| WRITTEN REQUEST |
Set out every line of the items below as a JSON list of strings, one string per line and no blank lines. Leave the pictures out of your answer.

| GIVEN DATA |

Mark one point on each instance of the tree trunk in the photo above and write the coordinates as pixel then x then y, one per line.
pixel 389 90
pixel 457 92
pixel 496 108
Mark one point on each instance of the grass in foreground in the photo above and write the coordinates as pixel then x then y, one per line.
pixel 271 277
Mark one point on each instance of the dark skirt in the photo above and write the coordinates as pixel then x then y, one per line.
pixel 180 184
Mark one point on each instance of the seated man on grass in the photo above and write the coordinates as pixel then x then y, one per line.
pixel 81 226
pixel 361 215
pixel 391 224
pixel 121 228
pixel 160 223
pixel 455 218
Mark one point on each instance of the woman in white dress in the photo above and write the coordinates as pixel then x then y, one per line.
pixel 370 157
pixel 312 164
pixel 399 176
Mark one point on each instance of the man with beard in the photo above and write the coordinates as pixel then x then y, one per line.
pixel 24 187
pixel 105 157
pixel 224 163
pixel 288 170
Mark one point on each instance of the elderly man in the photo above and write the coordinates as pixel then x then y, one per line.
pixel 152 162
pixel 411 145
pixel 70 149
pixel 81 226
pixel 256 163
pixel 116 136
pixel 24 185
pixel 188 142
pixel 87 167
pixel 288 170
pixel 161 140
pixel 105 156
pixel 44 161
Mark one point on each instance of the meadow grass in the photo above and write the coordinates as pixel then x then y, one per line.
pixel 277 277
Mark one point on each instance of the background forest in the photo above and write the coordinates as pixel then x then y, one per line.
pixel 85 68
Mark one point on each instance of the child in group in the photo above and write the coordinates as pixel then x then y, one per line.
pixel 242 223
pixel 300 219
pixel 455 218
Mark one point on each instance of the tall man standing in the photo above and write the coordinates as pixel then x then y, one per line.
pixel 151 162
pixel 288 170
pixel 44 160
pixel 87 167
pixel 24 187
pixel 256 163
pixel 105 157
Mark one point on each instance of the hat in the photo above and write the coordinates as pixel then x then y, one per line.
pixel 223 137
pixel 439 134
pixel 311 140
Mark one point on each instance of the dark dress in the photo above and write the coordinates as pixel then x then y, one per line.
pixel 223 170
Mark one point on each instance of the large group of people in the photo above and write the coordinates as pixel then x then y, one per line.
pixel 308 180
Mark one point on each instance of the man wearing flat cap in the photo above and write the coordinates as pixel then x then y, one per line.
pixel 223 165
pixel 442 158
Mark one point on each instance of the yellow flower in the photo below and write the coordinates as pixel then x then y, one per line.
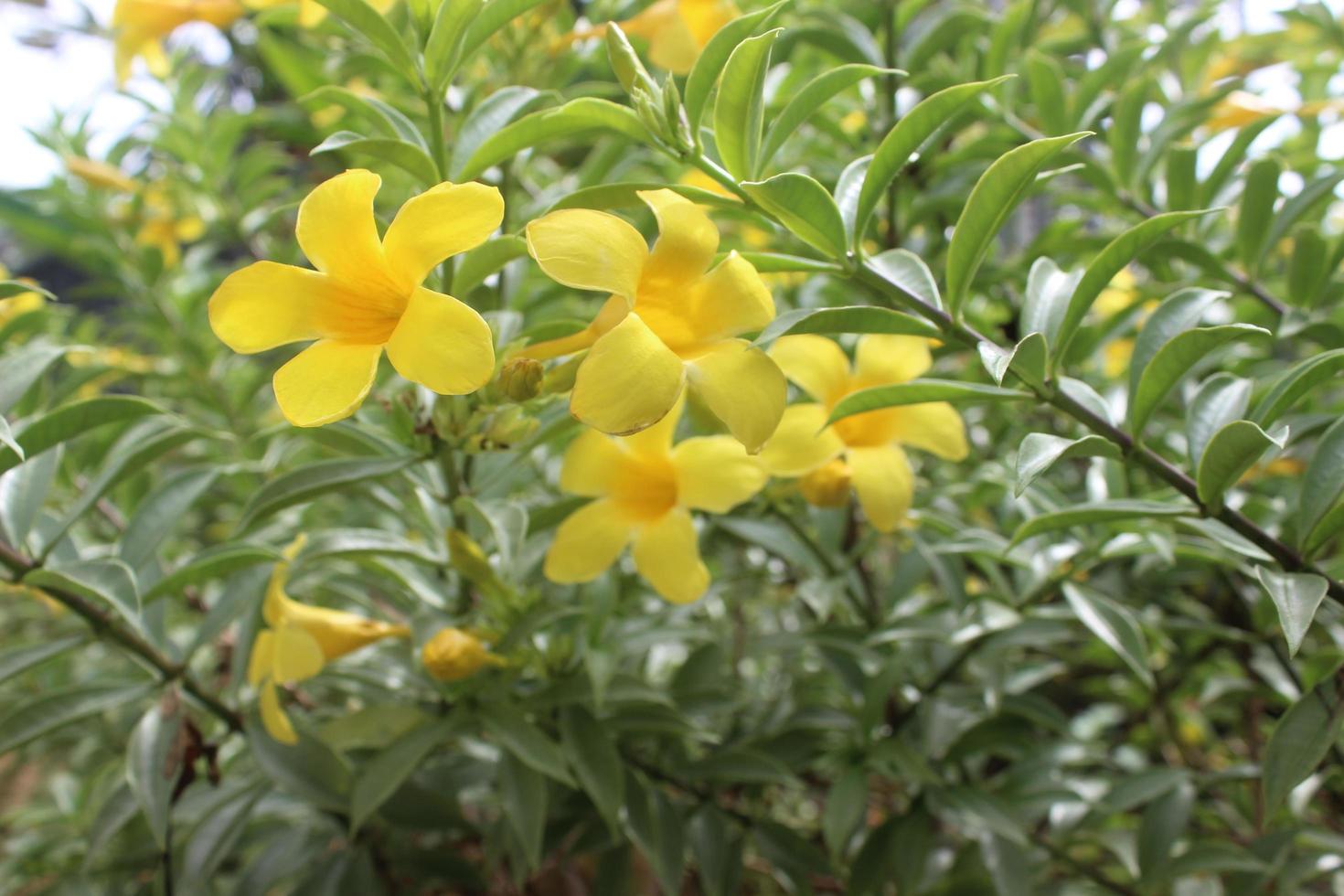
pixel 365 295
pixel 20 304
pixel 677 30
pixel 453 655
pixel 100 174
pixel 671 320
pixel 140 26
pixel 644 491
pixel 299 641
pixel 869 443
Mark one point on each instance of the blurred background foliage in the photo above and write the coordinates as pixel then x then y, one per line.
pixel 1101 658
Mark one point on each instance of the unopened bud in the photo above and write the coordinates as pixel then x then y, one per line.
pixel 453 655
pixel 520 378
pixel 828 485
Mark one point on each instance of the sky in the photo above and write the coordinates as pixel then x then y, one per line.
pixel 77 76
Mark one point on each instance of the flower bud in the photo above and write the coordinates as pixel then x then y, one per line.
pixel 453 655
pixel 520 378
pixel 828 485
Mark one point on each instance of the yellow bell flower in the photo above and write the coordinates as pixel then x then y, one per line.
pixel 453 655
pixel 671 320
pixel 644 491
pixel 299 641
pixel 871 445
pixel 140 26
pixel 677 30
pixel 100 174
pixel 20 304
pixel 365 295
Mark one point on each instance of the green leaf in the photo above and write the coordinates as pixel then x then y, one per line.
pixel 151 766
pixel 712 58
pixel 526 741
pixel 906 272
pixel 1118 252
pixel 595 761
pixel 74 420
pixel 811 98
pixel 580 116
pixel 368 22
pixel 488 258
pixel 20 658
pixel 997 194
pixel 1229 454
pixel 54 709
pixel 1174 360
pixel 804 208
pixel 918 392
pixel 406 156
pixel 740 109
pixel 1100 512
pixel 443 48
pixel 1040 450
pixel 915 128
pixel 1296 383
pixel 1300 741
pixel 314 480
pixel 858 318
pixel 1297 597
pixel 389 770
pixel 1323 481
pixel 308 770
pixel 210 564
pixel 1115 624
pixel 1221 400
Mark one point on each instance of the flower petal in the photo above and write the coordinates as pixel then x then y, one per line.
pixel 273 718
pixel 441 222
pixel 297 655
pixel 884 484
pixel 588 543
pixel 803 443
pixel 592 463
pixel 325 382
pixel 589 249
pixel 336 229
pixel 628 382
pixel 668 557
pixel 934 427
pixel 443 344
pixel 686 245
pixel 743 389
pixel 265 305
pixel 890 359
pixel 715 473
pixel 815 364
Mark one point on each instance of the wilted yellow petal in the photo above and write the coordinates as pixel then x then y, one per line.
pixel 803 441
pixel 337 231
pixel 880 360
pixel 934 427
pixel 265 305
pixel 668 557
pixel 742 387
pixel 443 343
pixel 273 718
pixel 443 220
pixel 715 473
pixel 815 364
pixel 628 382
pixel 589 249
pixel 325 382
pixel 884 484
pixel 588 543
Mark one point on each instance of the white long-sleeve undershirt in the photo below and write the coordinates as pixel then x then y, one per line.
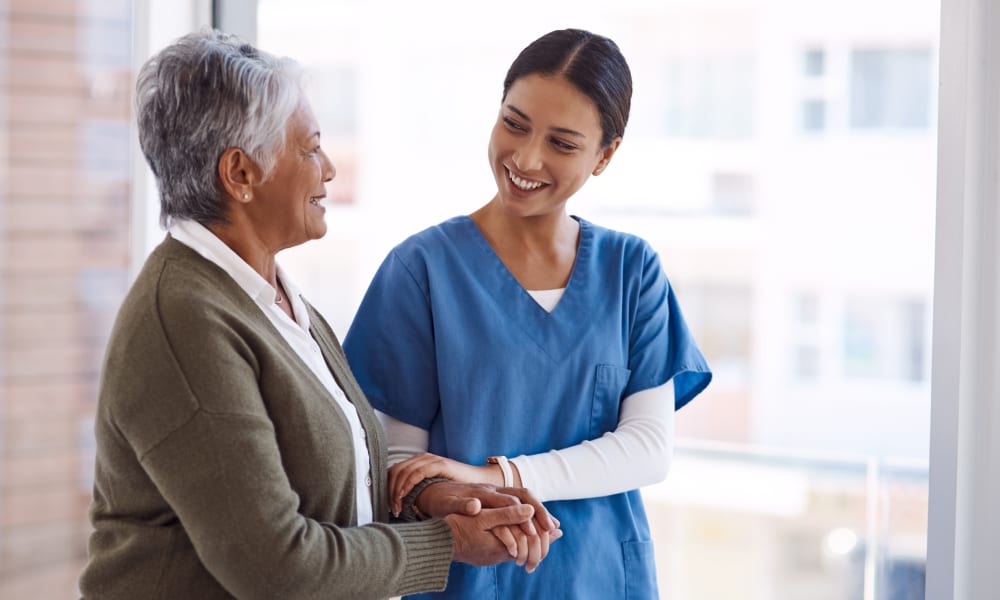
pixel 637 453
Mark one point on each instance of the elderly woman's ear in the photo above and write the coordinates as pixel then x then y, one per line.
pixel 237 174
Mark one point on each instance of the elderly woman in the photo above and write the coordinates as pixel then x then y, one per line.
pixel 236 454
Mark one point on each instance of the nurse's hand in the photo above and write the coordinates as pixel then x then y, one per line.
pixel 526 542
pixel 450 497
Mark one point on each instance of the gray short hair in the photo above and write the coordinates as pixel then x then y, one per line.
pixel 207 92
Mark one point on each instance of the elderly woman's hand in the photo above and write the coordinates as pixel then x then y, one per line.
pixel 527 542
pixel 403 476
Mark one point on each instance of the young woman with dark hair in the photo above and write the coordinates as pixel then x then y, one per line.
pixel 523 346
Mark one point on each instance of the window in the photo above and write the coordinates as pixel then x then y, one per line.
pixel 64 255
pixel 813 115
pixel 891 88
pixel 814 62
pixel 885 338
pixel 710 96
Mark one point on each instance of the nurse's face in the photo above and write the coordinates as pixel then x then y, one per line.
pixel 545 144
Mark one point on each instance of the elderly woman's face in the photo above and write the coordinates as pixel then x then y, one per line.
pixel 288 204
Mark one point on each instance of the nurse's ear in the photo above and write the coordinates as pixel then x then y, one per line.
pixel 605 155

| RESPONSE |
[
  "Mark one point on each instance of the tree trunk in the photo above and write the coordinates as pixel then x then y, one per line.",
  "pixel 389 90",
  "pixel 457 92",
  "pixel 496 108",
  "Mark one point on each instance of the grass in foreground in the photo above and write the coordinates as pixel then x then y, one per line.",
  "pixel 271 277",
  "Mark one point on each instance of the dark skirt in the photo above and write the coordinates as pixel then x then y, one per line.",
  "pixel 180 184",
  "Mark one point on each instance of the seated man on grass in the photo above and write the coordinates as pixel then x then y, one per line.",
  "pixel 81 226",
  "pixel 361 215",
  "pixel 391 224",
  "pixel 121 228",
  "pixel 160 223",
  "pixel 455 218",
  "Mark one point on each instance of the woman in white dress in the photo above and write the coordinates as pixel then x then y, one per line.",
  "pixel 370 157",
  "pixel 312 164",
  "pixel 399 176",
  "Mark one point on each instance of the man with beard in the photo above and write the coordinates as pixel then x then y, one per line.",
  "pixel 24 187",
  "pixel 105 157",
  "pixel 224 163",
  "pixel 288 170",
  "Mark one point on each instance of the elderly man in the photo above and write the coordinates as pixel then x then y, one per line.",
  "pixel 152 162",
  "pixel 411 145",
  "pixel 70 149",
  "pixel 81 226",
  "pixel 256 163",
  "pixel 116 136",
  "pixel 24 185",
  "pixel 188 142",
  "pixel 87 167",
  "pixel 288 170",
  "pixel 161 140",
  "pixel 105 156",
  "pixel 44 161",
  "Mark one point on each instance of the meadow grass in the photo above and write the coordinates as pixel then x then y, one per line.",
  "pixel 277 277",
  "Mark one point on each instance of the background forest in the photo above and write the coordinates as pixel then x then y, one per line.",
  "pixel 85 68",
  "Mark one point on each instance of the child in group in the photo above and write the coordinates as pixel then x then y, one per line.",
  "pixel 242 223",
  "pixel 300 219",
  "pixel 455 218",
  "Mark one point on each instance of the tall man standing in the photo above and write the coordinates as pixel then x then y, one per line.",
  "pixel 151 162",
  "pixel 288 170",
  "pixel 44 160",
  "pixel 87 167",
  "pixel 24 187",
  "pixel 256 163",
  "pixel 105 157",
  "Mark one point on each instance of the hat in the photo above and write the coordinates as pixel then x then y, one per line.",
  "pixel 223 137",
  "pixel 439 134",
  "pixel 311 140",
  "Mark one point on each instance of the dark dress in the photo above and write the coordinates as pixel then x then y, one per line.",
  "pixel 223 170",
  "Mark one point on each instance of the large group of people in the photo above and write the coordinates as pixel then x then y, one per line.",
  "pixel 308 180",
  "Mark one point on each instance of the man wearing flat cap in the photo above and write the coordinates as pixel then x then y, one per line.",
  "pixel 223 165",
  "pixel 442 158",
  "Mark one point on each instance of the yellow flower in the photo below and write the coordinates as pixel then x then y, one per line.",
  "pixel 365 295",
  "pixel 20 304",
  "pixel 677 30",
  "pixel 453 655",
  "pixel 100 174",
  "pixel 671 320",
  "pixel 140 26",
  "pixel 644 491",
  "pixel 299 641",
  "pixel 869 443",
  "Mark one point on each instance of the blurred background foliage in the photo above and write the coordinates as pixel then x then y, one per line.",
  "pixel 1101 658",
  "Mark one point on each instance of the unopened bud in the photo above and write the coordinates as pixel then x then y, one per line.",
  "pixel 453 655",
  "pixel 520 378",
  "pixel 828 485",
  "Mark one point on each instance of the sky in the photo above and write the coordinates as pixel then x then y, one per line.",
  "pixel 77 76",
  "Mark one point on each instance of the flower bud in the photo above and write the coordinates as pixel then x then y, one per line.",
  "pixel 453 655",
  "pixel 520 378",
  "pixel 828 485",
  "Mark one point on each instance of the yellow bell flower in the photo above and write the coordinates as pixel then x then y, one per line.",
  "pixel 453 655",
  "pixel 671 320",
  "pixel 644 491",
  "pixel 299 641",
  "pixel 871 445",
  "pixel 140 26",
  "pixel 677 30",
  "pixel 100 174",
  "pixel 20 304",
  "pixel 365 295",
  "Mark one point on each instance of the green leaf in the photo above and write the coordinates as pixel then x then y, one per line.",
  "pixel 151 766",
  "pixel 712 58",
  "pixel 526 741",
  "pixel 906 272",
  "pixel 1118 252",
  "pixel 595 761",
  "pixel 74 420",
  "pixel 811 98",
  "pixel 580 116",
  "pixel 368 22",
  "pixel 488 258",
  "pixel 20 658",
  "pixel 997 194",
  "pixel 1229 454",
  "pixel 54 709",
  "pixel 1174 360",
  "pixel 804 208",
  "pixel 918 392",
  "pixel 406 156",
  "pixel 740 109",
  "pixel 1100 512",
  "pixel 443 48",
  "pixel 1040 450",
  "pixel 915 128",
  "pixel 1296 383",
  "pixel 1300 741",
  "pixel 314 480",
  "pixel 858 318",
  "pixel 1297 597",
  "pixel 389 770",
  "pixel 1323 481",
  "pixel 308 770",
  "pixel 210 564",
  "pixel 1115 624",
  "pixel 1221 400",
  "Mark one point on each instance of the flower petal in the photo above and write the coordinates as pixel then x then y, one per line.",
  "pixel 273 718",
  "pixel 441 222",
  "pixel 297 655",
  "pixel 884 484",
  "pixel 588 543",
  "pixel 803 443",
  "pixel 592 463",
  "pixel 325 382",
  "pixel 589 249",
  "pixel 336 229",
  "pixel 628 382",
  "pixel 668 557",
  "pixel 934 427",
  "pixel 443 344",
  "pixel 686 245",
  "pixel 743 389",
  "pixel 265 305",
  "pixel 890 359",
  "pixel 715 473",
  "pixel 815 364",
  "Mark one point on each instance of the wilted yellow petal in the photo above and write the coordinates as pixel then x then y, one per line.",
  "pixel 803 441",
  "pixel 337 231",
  "pixel 880 360",
  "pixel 934 427",
  "pixel 265 305",
  "pixel 668 557",
  "pixel 742 387",
  "pixel 443 343",
  "pixel 273 718",
  "pixel 443 220",
  "pixel 715 473",
  "pixel 815 364",
  "pixel 628 382",
  "pixel 589 249",
  "pixel 325 382",
  "pixel 884 484",
  "pixel 588 543",
  "Mark one point on each instance of the white long-sleeve undershirt in the photo below and write the coordinates as pixel then x then y, one per line.",
  "pixel 637 453",
  "Mark one point on each instance of the elderly woman's ear in the photo above and write the coordinates as pixel then x then y, one per line.",
  "pixel 237 174",
  "Mark one point on each instance of the elderly woman in the photo above and write the coordinates as pixel then x then y, one per line.",
  "pixel 236 454",
  "Mark one point on each instance of the nurse's hand in the photo above and write the coordinates as pixel then x then y, one per line.",
  "pixel 526 542",
  "pixel 450 497",
  "Mark one point on each instance of the gray short hair in the photo above and write the coordinates as pixel then x then y, one per line.",
  "pixel 207 92",
  "Mark one point on each instance of the elderly woman's hand in the photo above and write the coordinates as pixel then x then y, one per line.",
  "pixel 527 542",
  "pixel 403 476",
  "Mark one point on each instance of the young woman with dark hair in the photo above and write the coordinates as pixel then x then y, one per line.",
  "pixel 523 346",
  "Mark one point on each instance of the window in the photo above and write the coordinates as pixel then x then y, one per line.",
  "pixel 64 255",
  "pixel 813 115",
  "pixel 891 88",
  "pixel 814 62",
  "pixel 885 338",
  "pixel 710 96",
  "Mark one point on each instance of the nurse's face in the photo above and write the coordinates as pixel then x then y, one per line.",
  "pixel 545 144",
  "Mark one point on each instance of the elderly woman's face in the photo above and write the coordinates as pixel then x then y, one per line.",
  "pixel 288 204",
  "Mark one point on each instance of the nurse's ear in the photo above and write the coordinates as pixel then x then y, one per line.",
  "pixel 605 155"
]